EXERCISE INPUTS –

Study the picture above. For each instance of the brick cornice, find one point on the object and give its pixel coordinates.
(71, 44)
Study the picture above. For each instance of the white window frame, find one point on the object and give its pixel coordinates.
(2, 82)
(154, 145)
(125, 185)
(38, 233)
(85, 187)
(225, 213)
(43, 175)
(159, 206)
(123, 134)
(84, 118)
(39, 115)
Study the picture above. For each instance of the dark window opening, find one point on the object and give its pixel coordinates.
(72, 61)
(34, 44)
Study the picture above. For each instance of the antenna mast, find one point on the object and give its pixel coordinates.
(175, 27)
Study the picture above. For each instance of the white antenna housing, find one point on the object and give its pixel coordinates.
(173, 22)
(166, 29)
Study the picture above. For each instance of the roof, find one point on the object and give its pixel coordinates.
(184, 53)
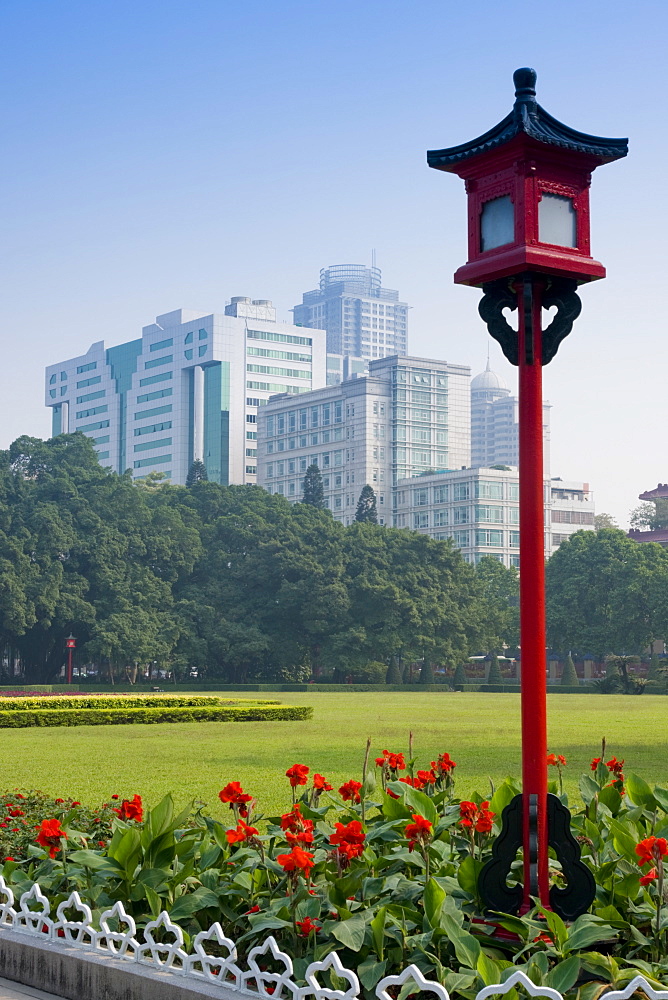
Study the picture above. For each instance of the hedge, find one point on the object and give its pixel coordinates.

EXERCISE – Write out the whole listing above line for line, leaving out the pictures.

TASK ANSWER –
Study the picture above. For each instance of the brick cornice, find one point on the object and give its pixel coordinates.
(71, 44)
Study the picture above. For each instance of the white window frame, find one point on the object and give its pixel coordinates.
(2, 82)
(154, 145)
(125, 185)
(38, 233)
(85, 187)
(225, 213)
(43, 175)
(159, 206)
(123, 134)
(84, 118)
(39, 115)
Study the picture above. For each instance of the dark window opening, find one point on the object and give its pixel coordinates.
(72, 61)
(34, 44)
Study the picture above. For each instance of the antenna mast, find one point on the object and give its pixel coordinates.
(175, 27)
Study the picture above. For each instance of the white antenna housing, find one point on the object and give its pixel coordinates.
(173, 22)
(166, 29)
Study the picture above. For each instance of the roof, find one point on the object and give its pixel coordinates.
(184, 53)
Study the picture above. For each instance of the hedge, find one point on the object and give its pixel coordinates.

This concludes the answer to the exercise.